_Records from a collection_:
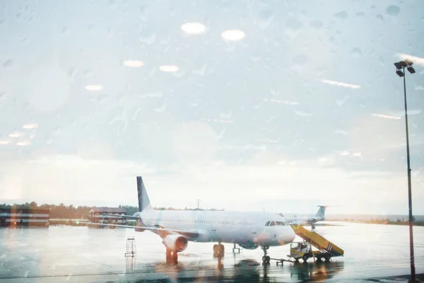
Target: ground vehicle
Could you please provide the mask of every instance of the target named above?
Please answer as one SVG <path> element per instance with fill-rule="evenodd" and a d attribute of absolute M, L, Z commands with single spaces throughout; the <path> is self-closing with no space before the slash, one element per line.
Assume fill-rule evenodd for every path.
<path fill-rule="evenodd" d="M 331 254 L 326 251 L 312 250 L 312 246 L 307 242 L 293 242 L 290 245 L 289 258 L 293 258 L 295 260 L 302 258 L 303 261 L 307 261 L 309 258 L 314 257 L 317 260 L 325 259 L 330 260 Z"/>
<path fill-rule="evenodd" d="M 344 250 L 341 248 L 324 238 L 317 231 L 309 231 L 302 225 L 291 225 L 291 227 L 296 235 L 302 238 L 304 241 L 293 242 L 288 257 L 293 258 L 296 260 L 302 258 L 306 261 L 311 258 L 330 260 L 332 257 L 344 255 Z M 312 246 L 318 250 L 312 250 Z"/>

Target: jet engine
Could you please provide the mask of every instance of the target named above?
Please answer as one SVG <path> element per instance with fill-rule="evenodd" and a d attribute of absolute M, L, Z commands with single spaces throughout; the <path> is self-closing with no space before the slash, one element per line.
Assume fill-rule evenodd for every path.
<path fill-rule="evenodd" d="M 238 245 L 245 250 L 256 250 L 259 248 L 259 246 L 254 243 L 242 243 Z"/>
<path fill-rule="evenodd" d="M 184 236 L 172 234 L 165 237 L 162 243 L 163 243 L 167 248 L 179 253 L 187 248 L 189 241 Z"/>

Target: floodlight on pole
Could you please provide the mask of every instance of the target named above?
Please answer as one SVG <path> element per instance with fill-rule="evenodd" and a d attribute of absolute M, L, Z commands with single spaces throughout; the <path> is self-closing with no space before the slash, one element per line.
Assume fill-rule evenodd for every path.
<path fill-rule="evenodd" d="M 408 224 L 409 224 L 409 254 L 411 262 L 411 282 L 416 282 L 415 260 L 413 255 L 413 216 L 412 216 L 412 190 L 411 184 L 411 159 L 409 158 L 409 131 L 408 129 L 408 108 L 406 105 L 406 82 L 405 75 L 405 69 L 411 74 L 415 73 L 415 69 L 412 67 L 413 62 L 411 59 L 407 59 L 404 61 L 399 61 L 394 63 L 396 67 L 396 74 L 399 76 L 404 77 L 404 98 L 405 100 L 405 128 L 406 133 L 406 162 L 408 164 Z"/>

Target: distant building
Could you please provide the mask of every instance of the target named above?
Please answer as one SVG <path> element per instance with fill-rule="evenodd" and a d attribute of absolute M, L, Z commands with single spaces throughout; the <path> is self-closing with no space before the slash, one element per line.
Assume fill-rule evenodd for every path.
<path fill-rule="evenodd" d="M 92 207 L 88 211 L 88 221 L 94 223 L 107 223 L 112 224 L 126 224 L 126 219 L 119 215 L 125 215 L 125 209 L 121 207 Z M 116 214 L 117 216 L 103 215 Z"/>
<path fill-rule="evenodd" d="M 49 225 L 50 209 L 31 208 L 0 209 L 0 226 L 42 226 Z"/>

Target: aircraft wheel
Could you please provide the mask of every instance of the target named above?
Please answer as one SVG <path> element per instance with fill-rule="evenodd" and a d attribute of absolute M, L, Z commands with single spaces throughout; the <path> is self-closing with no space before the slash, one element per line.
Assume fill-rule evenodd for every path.
<path fill-rule="evenodd" d="M 224 256 L 225 253 L 225 247 L 223 244 L 219 244 L 219 254 L 220 256 Z"/>
<path fill-rule="evenodd" d="M 213 245 L 213 253 L 218 253 L 219 246 L 216 244 Z"/>

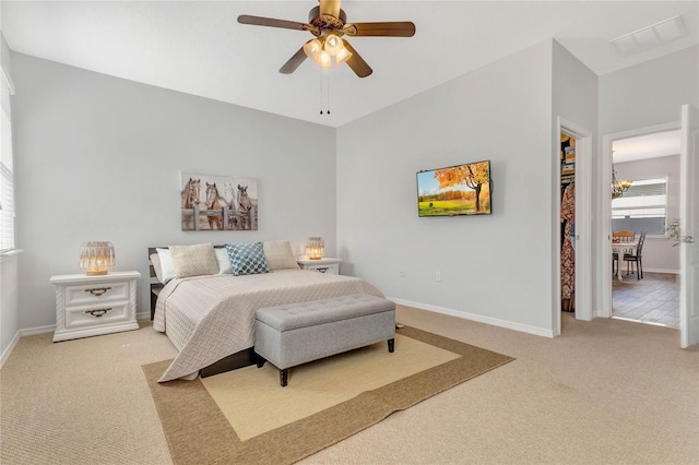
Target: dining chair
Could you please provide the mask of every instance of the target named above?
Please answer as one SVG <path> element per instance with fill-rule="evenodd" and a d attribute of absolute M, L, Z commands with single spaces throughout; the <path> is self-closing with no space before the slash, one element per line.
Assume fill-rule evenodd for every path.
<path fill-rule="evenodd" d="M 614 243 L 633 242 L 635 240 L 636 240 L 635 231 L 618 230 L 618 231 L 612 233 L 612 242 Z M 631 249 L 628 249 L 628 250 L 629 252 L 631 252 Z M 618 273 L 619 273 L 619 253 L 613 251 L 612 252 L 612 275 L 617 276 Z"/>
<path fill-rule="evenodd" d="M 612 233 L 614 242 L 633 242 L 636 240 L 635 231 L 614 231 Z"/>
<path fill-rule="evenodd" d="M 638 246 L 636 246 L 636 253 L 624 253 L 624 261 L 626 262 L 626 274 L 627 275 L 629 274 L 629 266 L 631 267 L 631 272 L 633 271 L 633 265 L 631 263 L 636 263 L 637 279 L 640 279 L 643 277 L 643 260 L 642 260 L 643 242 L 645 242 L 645 231 L 641 233 L 641 236 L 638 239 Z"/>

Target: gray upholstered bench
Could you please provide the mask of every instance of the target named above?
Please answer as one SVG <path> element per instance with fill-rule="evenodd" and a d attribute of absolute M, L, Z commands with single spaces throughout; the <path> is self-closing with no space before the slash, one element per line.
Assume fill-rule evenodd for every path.
<path fill-rule="evenodd" d="M 258 368 L 272 362 L 282 386 L 292 367 L 379 341 L 392 353 L 394 337 L 395 303 L 368 294 L 268 307 L 254 318 Z"/>

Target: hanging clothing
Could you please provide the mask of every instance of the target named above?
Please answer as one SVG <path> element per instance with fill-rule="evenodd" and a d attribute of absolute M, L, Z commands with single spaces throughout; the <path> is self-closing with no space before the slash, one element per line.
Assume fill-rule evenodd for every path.
<path fill-rule="evenodd" d="M 574 182 L 568 184 L 564 191 L 564 198 L 560 202 L 560 220 L 565 222 L 564 246 L 560 254 L 560 291 L 564 299 L 570 299 L 576 290 L 576 250 L 572 243 L 573 225 L 576 224 Z"/>

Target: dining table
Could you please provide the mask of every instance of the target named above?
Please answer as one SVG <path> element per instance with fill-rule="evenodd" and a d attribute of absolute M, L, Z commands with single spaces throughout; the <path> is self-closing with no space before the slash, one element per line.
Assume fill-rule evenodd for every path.
<path fill-rule="evenodd" d="M 635 255 L 637 247 L 638 240 L 635 240 L 632 242 L 612 242 L 612 254 L 614 255 L 614 253 L 616 253 L 619 258 L 618 264 L 616 266 L 616 273 L 614 274 L 619 281 L 624 281 L 624 278 L 621 277 L 621 273 L 619 272 L 619 270 L 621 269 L 621 262 L 624 261 L 624 254 L 628 253 Z"/>

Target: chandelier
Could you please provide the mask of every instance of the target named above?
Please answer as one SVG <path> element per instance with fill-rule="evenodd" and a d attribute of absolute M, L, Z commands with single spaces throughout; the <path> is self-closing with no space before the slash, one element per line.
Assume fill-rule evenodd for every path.
<path fill-rule="evenodd" d="M 628 191 L 631 187 L 631 181 L 623 179 L 616 180 L 616 169 L 612 167 L 612 199 L 618 199 L 624 195 L 624 192 Z"/>

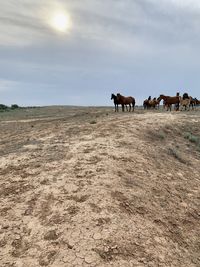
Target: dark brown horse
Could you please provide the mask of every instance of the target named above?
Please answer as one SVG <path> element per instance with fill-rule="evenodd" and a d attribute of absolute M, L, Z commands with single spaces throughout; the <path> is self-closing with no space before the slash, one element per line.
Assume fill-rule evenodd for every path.
<path fill-rule="evenodd" d="M 118 101 L 117 96 L 115 94 L 111 94 L 111 100 L 112 99 L 113 99 L 113 102 L 114 102 L 114 105 L 115 105 L 115 112 L 116 111 L 118 112 L 119 111 L 118 106 L 121 105 L 121 103 Z M 125 106 L 126 106 L 126 110 L 128 111 L 127 105 L 125 105 Z"/>
<path fill-rule="evenodd" d="M 172 104 L 176 105 L 176 110 L 179 110 L 179 103 L 180 99 L 179 96 L 166 96 L 166 95 L 160 95 L 157 99 L 158 101 L 163 100 L 164 106 L 167 107 L 167 110 L 172 109 Z"/>
<path fill-rule="evenodd" d="M 135 98 L 132 96 L 123 96 L 121 94 L 117 94 L 117 101 L 122 105 L 122 111 L 124 111 L 124 106 L 129 105 L 129 112 L 132 110 L 134 111 L 135 108 Z"/>
<path fill-rule="evenodd" d="M 143 107 L 144 109 L 150 109 L 150 108 L 156 108 L 159 107 L 160 101 L 158 101 L 156 99 L 156 97 L 154 97 L 153 99 L 145 99 L 143 102 Z"/>

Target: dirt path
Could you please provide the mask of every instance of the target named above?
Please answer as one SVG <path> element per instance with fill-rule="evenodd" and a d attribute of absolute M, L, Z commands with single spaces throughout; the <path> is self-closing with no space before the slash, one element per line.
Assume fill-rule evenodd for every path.
<path fill-rule="evenodd" d="M 52 110 L 0 123 L 0 266 L 199 266 L 200 113 Z"/>

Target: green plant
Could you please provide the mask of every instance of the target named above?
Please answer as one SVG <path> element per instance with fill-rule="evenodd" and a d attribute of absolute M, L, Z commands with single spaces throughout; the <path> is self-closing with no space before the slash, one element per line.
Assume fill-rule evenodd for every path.
<path fill-rule="evenodd" d="M 200 138 L 190 132 L 184 133 L 184 138 L 188 139 L 190 142 L 200 145 Z"/>
<path fill-rule="evenodd" d="M 158 137 L 159 137 L 160 139 L 164 140 L 164 139 L 165 139 L 165 133 L 164 133 L 163 131 L 159 131 L 159 132 L 158 132 Z"/>
<path fill-rule="evenodd" d="M 176 148 L 170 147 L 168 149 L 168 154 L 173 156 L 175 159 L 179 160 L 181 163 L 187 163 L 186 160 L 182 157 L 180 152 Z"/>
<path fill-rule="evenodd" d="M 97 122 L 96 121 L 91 121 L 90 124 L 96 124 Z"/>

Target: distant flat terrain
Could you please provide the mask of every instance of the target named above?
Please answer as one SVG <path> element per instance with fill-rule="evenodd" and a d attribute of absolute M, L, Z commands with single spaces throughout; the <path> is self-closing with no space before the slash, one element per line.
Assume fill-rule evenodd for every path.
<path fill-rule="evenodd" d="M 19 109 L 0 133 L 0 266 L 200 266 L 200 109 Z"/>

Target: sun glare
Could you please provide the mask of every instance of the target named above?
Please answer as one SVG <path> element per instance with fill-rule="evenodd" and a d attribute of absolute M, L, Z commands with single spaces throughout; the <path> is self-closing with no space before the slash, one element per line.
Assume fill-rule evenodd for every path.
<path fill-rule="evenodd" d="M 52 18 L 52 27 L 60 32 L 66 32 L 70 27 L 69 16 L 64 13 L 58 13 Z"/>

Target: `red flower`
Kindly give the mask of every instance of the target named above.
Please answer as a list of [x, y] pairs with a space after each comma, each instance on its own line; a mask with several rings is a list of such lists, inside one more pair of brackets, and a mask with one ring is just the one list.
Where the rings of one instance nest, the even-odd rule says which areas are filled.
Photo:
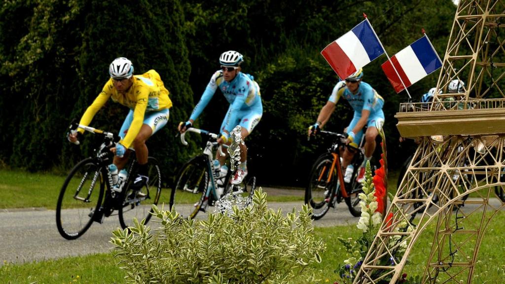
[[389, 227], [393, 224], [393, 212], [389, 212], [386, 217], [386, 229], [389, 229]]
[[381, 167], [375, 170], [375, 175], [374, 176], [373, 181], [374, 186], [375, 187], [375, 193], [374, 196], [377, 198], [377, 209], [375, 212], [379, 212], [384, 216], [385, 214], [386, 208], [384, 206], [384, 200], [385, 199], [387, 191], [386, 190], [386, 173], [384, 171], [384, 156], [382, 154], [383, 159], [380, 159]]

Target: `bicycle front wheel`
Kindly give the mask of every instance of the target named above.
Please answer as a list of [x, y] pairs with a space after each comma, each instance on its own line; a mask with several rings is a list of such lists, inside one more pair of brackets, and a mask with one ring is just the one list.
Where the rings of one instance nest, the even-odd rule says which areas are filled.
[[105, 187], [102, 168], [92, 158], [74, 167], [63, 183], [56, 205], [56, 226], [63, 238], [77, 239], [89, 228], [102, 204]]
[[198, 156], [184, 164], [170, 195], [170, 210], [192, 219], [204, 204], [209, 182], [208, 159]]
[[151, 218], [153, 205], [158, 204], [161, 195], [161, 171], [158, 160], [152, 157], [147, 158], [149, 166], [147, 183], [140, 191], [131, 188], [133, 180], [129, 179], [123, 189], [122, 206], [119, 208], [119, 223], [123, 229], [134, 225], [133, 219], [139, 221], [145, 220], [147, 224]]
[[333, 156], [326, 153], [314, 163], [305, 190], [305, 204], [312, 208], [312, 218], [320, 219], [330, 209], [335, 198], [337, 169], [332, 169]]
[[361, 206], [360, 205], [359, 195], [363, 192], [363, 185], [352, 179], [352, 182], [347, 185], [349, 187], [352, 187], [350, 191], [347, 191], [348, 197], [344, 199], [345, 204], [349, 208], [349, 212], [351, 215], [354, 217], [359, 217], [361, 216]]

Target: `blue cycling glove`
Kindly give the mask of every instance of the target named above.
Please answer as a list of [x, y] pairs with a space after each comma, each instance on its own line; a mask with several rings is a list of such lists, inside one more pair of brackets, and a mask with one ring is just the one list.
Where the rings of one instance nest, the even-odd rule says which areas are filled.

_TASK_: In the stretch from the start of the records through the line containing "184 236 L 172", change "ground vehicle" to "land vehicle" and reproduce that stretch with everything else unchanged, leaving out the pictures.

_FINAL RESULT_:
Target: land vehicle
Could you please provide the mask of every instance of the target named above?
Please answer as one SVG <path> element per instance with fill-rule="evenodd" and a d attribute of absolute M, L, Z commands with single spaces throughout; the <path> is self-closing with no space before the slash, one element per line.
Assume fill-rule evenodd for every path.
<path fill-rule="evenodd" d="M 331 254 L 326 251 L 312 250 L 312 246 L 307 242 L 293 242 L 290 245 L 289 258 L 293 258 L 295 260 L 302 258 L 303 261 L 307 261 L 309 258 L 314 257 L 317 260 L 325 259 L 330 260 Z"/>
<path fill-rule="evenodd" d="M 344 250 L 341 248 L 324 238 L 317 231 L 309 231 L 302 225 L 291 225 L 291 227 L 296 235 L 302 238 L 304 241 L 293 242 L 288 257 L 293 258 L 296 260 L 302 258 L 306 261 L 311 258 L 330 260 L 332 257 L 344 255 Z M 312 246 L 318 250 L 312 250 Z"/>

Target: jet engine
Could you please provide the mask of every instance of the target named above?
Please answer as one SVG <path> element per instance with fill-rule="evenodd" and a d attribute of absolute M, L, Z commands with single spaces throughout; the <path> is self-closing with no space before the slash, one element per line.
Assume fill-rule evenodd for every path.
<path fill-rule="evenodd" d="M 238 245 L 245 250 L 256 250 L 259 248 L 259 246 L 254 243 L 242 243 Z"/>
<path fill-rule="evenodd" d="M 184 236 L 172 234 L 165 237 L 162 243 L 163 243 L 167 248 L 179 253 L 187 248 L 189 241 Z"/>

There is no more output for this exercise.